> **What is asked**
Rewrite all the records below as a numbered list with blank lines dropped, and leave the pictures out of your answer.

[START Given records]

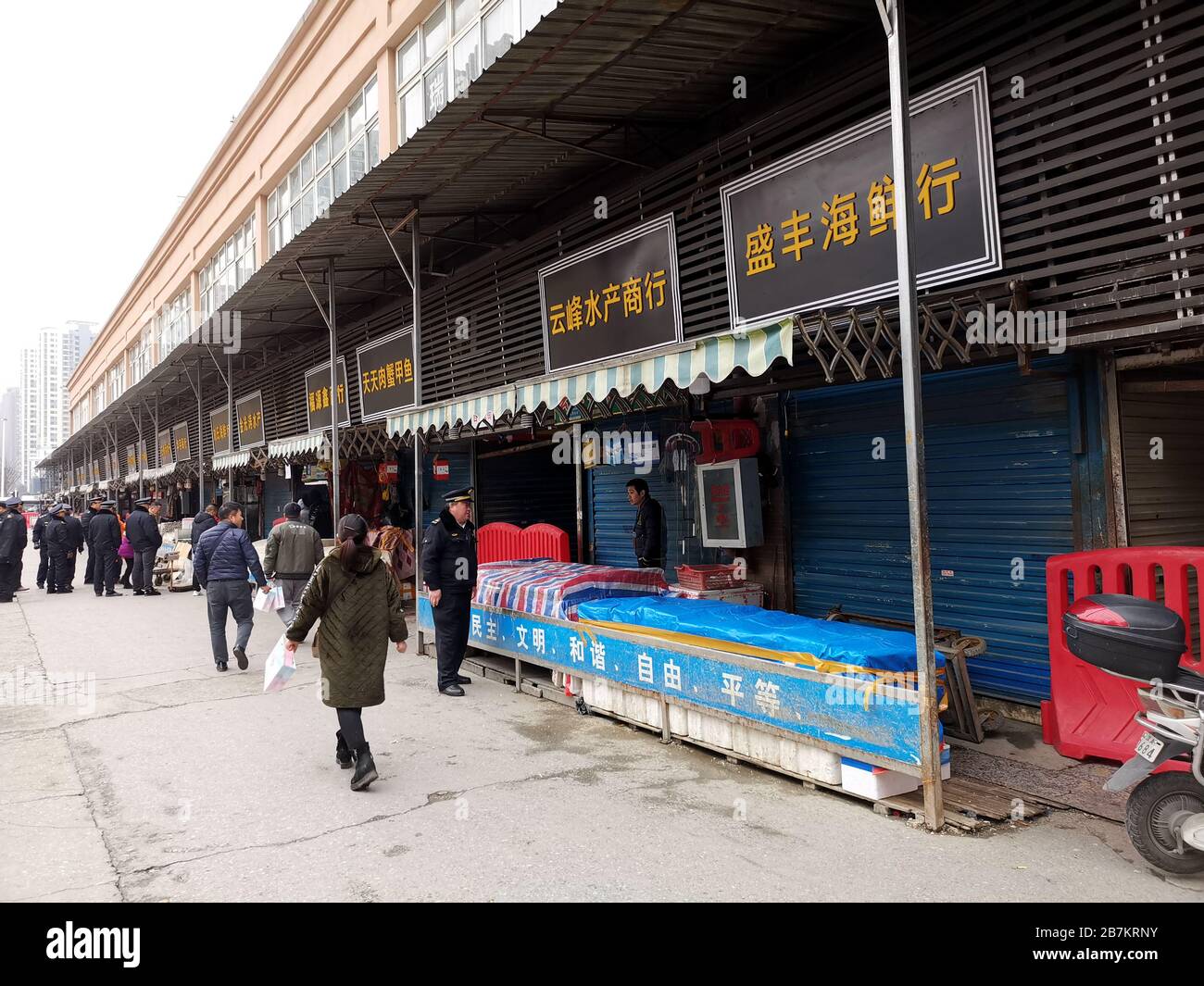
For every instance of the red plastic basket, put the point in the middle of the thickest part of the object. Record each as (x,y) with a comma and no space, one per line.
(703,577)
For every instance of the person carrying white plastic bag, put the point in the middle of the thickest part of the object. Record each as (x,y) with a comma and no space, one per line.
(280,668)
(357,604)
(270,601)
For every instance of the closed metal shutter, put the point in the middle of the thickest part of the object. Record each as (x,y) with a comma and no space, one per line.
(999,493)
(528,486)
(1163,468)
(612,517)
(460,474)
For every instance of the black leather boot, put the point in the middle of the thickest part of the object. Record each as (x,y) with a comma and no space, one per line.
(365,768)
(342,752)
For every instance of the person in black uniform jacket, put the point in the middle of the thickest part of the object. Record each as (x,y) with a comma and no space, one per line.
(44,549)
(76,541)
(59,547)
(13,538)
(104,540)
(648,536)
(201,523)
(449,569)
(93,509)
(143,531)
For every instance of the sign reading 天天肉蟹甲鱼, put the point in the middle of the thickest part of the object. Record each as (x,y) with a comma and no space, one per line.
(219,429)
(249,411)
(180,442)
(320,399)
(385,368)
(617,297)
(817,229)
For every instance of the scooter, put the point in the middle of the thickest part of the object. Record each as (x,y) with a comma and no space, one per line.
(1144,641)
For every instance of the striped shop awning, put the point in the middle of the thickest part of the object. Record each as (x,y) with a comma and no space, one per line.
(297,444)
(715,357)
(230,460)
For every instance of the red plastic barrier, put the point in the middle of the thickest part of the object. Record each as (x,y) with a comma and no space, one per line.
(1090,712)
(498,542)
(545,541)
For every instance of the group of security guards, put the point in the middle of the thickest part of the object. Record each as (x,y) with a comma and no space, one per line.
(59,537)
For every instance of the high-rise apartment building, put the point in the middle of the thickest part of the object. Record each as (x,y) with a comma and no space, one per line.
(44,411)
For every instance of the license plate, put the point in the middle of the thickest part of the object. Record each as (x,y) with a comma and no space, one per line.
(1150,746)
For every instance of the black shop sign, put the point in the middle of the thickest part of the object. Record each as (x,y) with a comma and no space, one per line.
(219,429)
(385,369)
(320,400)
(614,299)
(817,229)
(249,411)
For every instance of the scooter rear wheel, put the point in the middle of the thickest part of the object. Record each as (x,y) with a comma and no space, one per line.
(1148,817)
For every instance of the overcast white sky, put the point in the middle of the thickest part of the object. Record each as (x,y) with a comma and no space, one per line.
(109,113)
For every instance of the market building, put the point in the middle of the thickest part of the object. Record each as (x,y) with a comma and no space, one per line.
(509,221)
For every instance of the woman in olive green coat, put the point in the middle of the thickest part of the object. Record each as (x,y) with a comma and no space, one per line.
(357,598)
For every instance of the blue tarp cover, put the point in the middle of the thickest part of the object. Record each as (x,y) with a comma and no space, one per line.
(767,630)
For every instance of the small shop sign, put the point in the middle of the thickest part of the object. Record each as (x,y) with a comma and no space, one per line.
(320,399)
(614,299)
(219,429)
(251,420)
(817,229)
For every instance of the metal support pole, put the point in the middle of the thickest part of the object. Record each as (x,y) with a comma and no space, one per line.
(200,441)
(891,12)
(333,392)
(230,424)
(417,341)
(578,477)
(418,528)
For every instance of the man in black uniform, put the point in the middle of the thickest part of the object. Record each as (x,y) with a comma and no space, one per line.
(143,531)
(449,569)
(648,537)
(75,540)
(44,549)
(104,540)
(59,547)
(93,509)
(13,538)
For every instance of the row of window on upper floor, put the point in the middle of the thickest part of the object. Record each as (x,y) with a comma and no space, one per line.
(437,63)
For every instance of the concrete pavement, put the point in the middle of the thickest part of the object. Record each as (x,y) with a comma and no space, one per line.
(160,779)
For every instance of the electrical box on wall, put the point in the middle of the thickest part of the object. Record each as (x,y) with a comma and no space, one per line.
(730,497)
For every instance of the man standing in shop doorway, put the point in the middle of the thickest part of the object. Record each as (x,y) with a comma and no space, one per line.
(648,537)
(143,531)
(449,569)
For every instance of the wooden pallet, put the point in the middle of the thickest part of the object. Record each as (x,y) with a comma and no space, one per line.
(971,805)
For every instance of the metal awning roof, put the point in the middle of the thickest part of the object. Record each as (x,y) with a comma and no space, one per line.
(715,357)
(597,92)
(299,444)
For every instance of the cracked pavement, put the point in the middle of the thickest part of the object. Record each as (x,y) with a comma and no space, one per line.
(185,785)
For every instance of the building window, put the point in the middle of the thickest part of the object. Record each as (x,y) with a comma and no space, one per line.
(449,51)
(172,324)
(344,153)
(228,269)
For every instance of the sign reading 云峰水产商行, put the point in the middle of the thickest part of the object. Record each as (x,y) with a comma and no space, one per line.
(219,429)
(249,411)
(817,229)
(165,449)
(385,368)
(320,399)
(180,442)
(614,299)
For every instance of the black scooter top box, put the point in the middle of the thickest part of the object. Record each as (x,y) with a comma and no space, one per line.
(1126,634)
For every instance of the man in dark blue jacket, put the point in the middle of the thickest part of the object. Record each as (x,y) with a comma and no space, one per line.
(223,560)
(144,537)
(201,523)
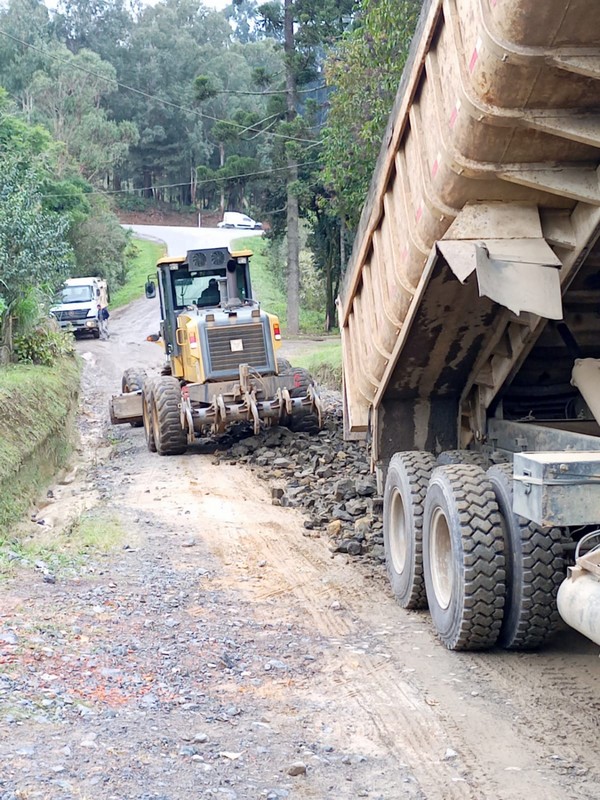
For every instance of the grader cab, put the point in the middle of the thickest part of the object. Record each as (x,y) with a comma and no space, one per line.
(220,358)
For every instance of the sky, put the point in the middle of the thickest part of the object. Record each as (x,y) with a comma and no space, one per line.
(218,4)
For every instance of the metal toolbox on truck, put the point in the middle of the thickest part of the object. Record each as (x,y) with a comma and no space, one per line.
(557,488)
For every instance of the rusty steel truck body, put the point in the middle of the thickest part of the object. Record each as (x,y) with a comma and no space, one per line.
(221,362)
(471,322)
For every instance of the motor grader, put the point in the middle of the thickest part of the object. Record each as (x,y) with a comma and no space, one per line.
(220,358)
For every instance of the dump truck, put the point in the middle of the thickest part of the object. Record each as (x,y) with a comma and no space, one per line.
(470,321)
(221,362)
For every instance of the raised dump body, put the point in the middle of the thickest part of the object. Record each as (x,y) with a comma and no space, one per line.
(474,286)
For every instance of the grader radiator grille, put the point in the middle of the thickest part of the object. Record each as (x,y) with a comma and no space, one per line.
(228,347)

[END Given records]

> **Answer to the problem**
1. For every instance of the red plastic basket, put the point in the middle of the thickest part of the object. Record each as (x,y) with a comma and no space, one per line.
2. (703,577)
3. For every instance of the person carrying white plastic bag, put the point in the middle of the thickest part of the object. Record each as (x,y) with a comma and no space, one per line.
4. (280,668)
5. (357,604)
6. (270,601)
7. For every instance of the closed metal shutter, put the point in the middle of the thickest part of the object. Record each as (x,y) with a comma and no space, one per line.
8. (999,493)
9. (528,486)
10. (1163,468)
11. (612,517)
12. (460,474)
13. For every instance of the black leather boot, put the point in the middle of the thickest part of the object. Record each as (x,y) with a comma and no space, one per line.
14. (365,768)
15. (342,752)
16. For every instance of the person in black uniform jacket, put the point in the middle of the thickest part of the object. Record each as (x,y) with a comma and no space, one per line.
17. (44,549)
18. (76,541)
19. (59,547)
20. (13,538)
21. (104,540)
22. (648,536)
23. (201,523)
24. (449,569)
25. (93,509)
26. (143,531)
27. For every instance of the sign reading 天天肉蟹甲鱼, put the point in the middle of the thickest part of the object. Record each as (x,y) with a comma and no space, one per line.
28. (219,429)
29. (249,411)
30. (180,442)
31. (320,399)
32. (385,368)
33. (617,297)
34. (817,229)
35. For every instance of the scooter, put the point in the middle of the thickest part of the object. Record each as (x,y) with a comma and no space, one per line.
36. (1144,641)
37. For every instance of the striped shop awning, put the point in the middle of the thickest part of the object. Record each as (x,y) with a comma and no space, one per line.
38. (297,444)
39. (715,357)
40. (230,460)
41. For every instance of the red plastic barrier, put the point in the middle of the thickest part of the object. Record each as (x,y) with a comma and no space, one per line.
42. (1090,712)
43. (498,542)
44. (545,541)
45. For every instance of the group of security guards, put the point in the middle of the thickest part of the object. Record each as (x,y) with a comma and no space, one per line.
46. (59,537)
47. For every instance of the high-rise apartment building, put the point in the middle of the thickest part of the object. Record each as (x,y) with a comma and no space, one per line.
48. (44,411)
49. For every instance of the license plate, put the point in the middle of the thickest part of the object. Record each as (x,y) with a comma and no space, one per line.
50. (1150,746)
51. For every instance of the black shop sign, put the point in the middle of the thickest part of the object. Record each as (x,y) with a comma and no space, one per line.
52. (219,429)
53. (385,369)
54. (320,400)
55. (614,299)
56. (817,229)
57. (249,411)
58. For every instance of the scooter rear wheel, put the point in the middle of the thickest part of the object. Record each as (x,y) with a comma and no space, one per line.
59. (1148,817)
60. For every instance of the overcast white sky, put the point in the middle of the thickest part of the object. Record each as (x,y) with a comma and no space, one per line.
61. (109,113)
62. For every instance of the market building, put the point in the middle of the thickest part of the object. Record each as (x,y) with a comma and no space, one per line.
63. (509,221)
64. For every instance of the woman in olive green coat, put the point in the middle of the thickest part of the object. Record each as (x,y) with a comma and no space, one per line.
65. (357,598)
66. For every instance of the blue tarp cover, put the point in the middle of the thickest part of the object. Record each as (x,y) with a comma and no space, one per line.
67. (767,630)
68. For every instance of the small shop sign, put the point in the middle of the thickest part of the object. Record each as (x,y) with a comma and no space, one per line.
69. (320,399)
70. (614,299)
71. (219,429)
72. (251,420)
73. (817,229)
74. For every instance of the metal support pole, put the point in the middle of the thickest part of the object. Record each as (x,y) with a comma and no space, one per line.
75. (200,441)
76. (891,12)
77. (333,392)
78. (230,424)
79. (417,341)
80. (578,477)
81. (418,528)
82. For every instance of the man in black uniform, put the point in the middle of the thickest part of the object. Record each as (x,y) with a comma and no space, one per line.
83. (143,531)
84. (449,569)
85. (648,537)
86. (75,540)
87. (44,549)
88. (104,540)
89. (59,547)
90. (93,509)
91. (13,538)
92. For every instance of the row of window on upper floor, put the point in the middle of the thickest part of the object. Record each as (x,y) with a comma and no space, one per line.
93. (437,63)
94. For every instance of the concrete pavement, put the point in the middle of the thickest part of the object. Record each as (x,y) with a comma and no space, one per line.
95. (160,779)
96. For every instance of the electrical box on wall, put the point in the middle of the thickest part of the object. Record each as (x,y) with a comma and no space, one per line.
97. (730,497)
98. For every instance of the man standing in shop doorway, put the point in the middle of the thickest part of the object. Record each as (x,y) with a comma and no space, one per line.
99. (648,537)
100. (143,531)
101. (449,569)
102. For every instance of the wooden pallet, put the point in the middle of the thickest part of the object. Record each as (x,y) with a comma and no space, one per line.
103. (971,805)
104. For every instance of the metal awning roof, put the point in the middle of the thickest part of the object. Record each as (x,y) with a comma and no space, one per line.
105. (715,357)
106. (597,92)
107. (299,444)
108. For every instance of the cracked pavement, put the point in the middle of the thickest part of the object. Record each as (x,y) with a comma and no space, one per line.
109. (185,785)
110. For every instance of the building window, put the point in the middle of the thickest part of the object. Record each as (x,y) with a comma and no space, one per line.
111. (449,51)
112. (172,324)
113. (344,153)
114. (228,269)
115. For every instance of the sign reading 云峰水产商行, put the point in the middle of the thickest part of the object. Record each as (x,y) with a comma and no space, one per line.
116. (219,429)
117. (249,411)
118. (817,229)
119. (165,449)
120. (385,368)
121. (320,399)
122. (180,442)
123. (614,299)
124. For every instance of the black scooter top box, put the point in the middle of the thickest part of the object. Record each as (x,y) with a comma and no space, one per line.
125. (1126,634)
126. For every instance of the man in dark blue jacket, put the point in the middle of the thickest part of the object. Record each as (x,y) with a comma and no space, one per line.
127. (223,560)
128. (144,537)
129. (201,523)
130. For every instance of the grader cab, put the point in the middle of the thickest part of the object. Record each as (x,y) with a comma and no space, one per line.
131. (220,358)
132. For every instance of the sky, put the point in the middle of the thickest part of the object. Record each as (x,y) with a comma and no space, one per line.
133. (218,4)
134. For every instance of the metal toolbox on truck, put the point in the middle of the thickest part of the object. Record each as (x,y) with a comma and no space, one per line.
135. (557,488)
136. For every instance of the rusty steel truck body, put the point in the middle of the thickest part of the object. Record each as (x,y) with a comma and no space, one per line.
137. (221,362)
138. (471,322)
139. For every instance of the motor grader, put the point in the middle of the thickest part of the object. Record each as (x,y) with a comma and no space, one per line.
140. (220,358)
141. For every instance of the dump truck, put the point in the middle of the thickest part of the object. Record each as (x,y) with a comma and no space, one per line.
142. (470,321)
143. (221,362)
144. For every instance of the raised dump body, put the point in the middle of the thickest part of the object. Record each as (x,y) with a comma and no space, one per line.
145. (474,286)
146. For every instance of the grader radiator grille, put the point in the middle of the thickest part of the object. Record each as (x,y) with a comma and no space, one per line.
147. (228,347)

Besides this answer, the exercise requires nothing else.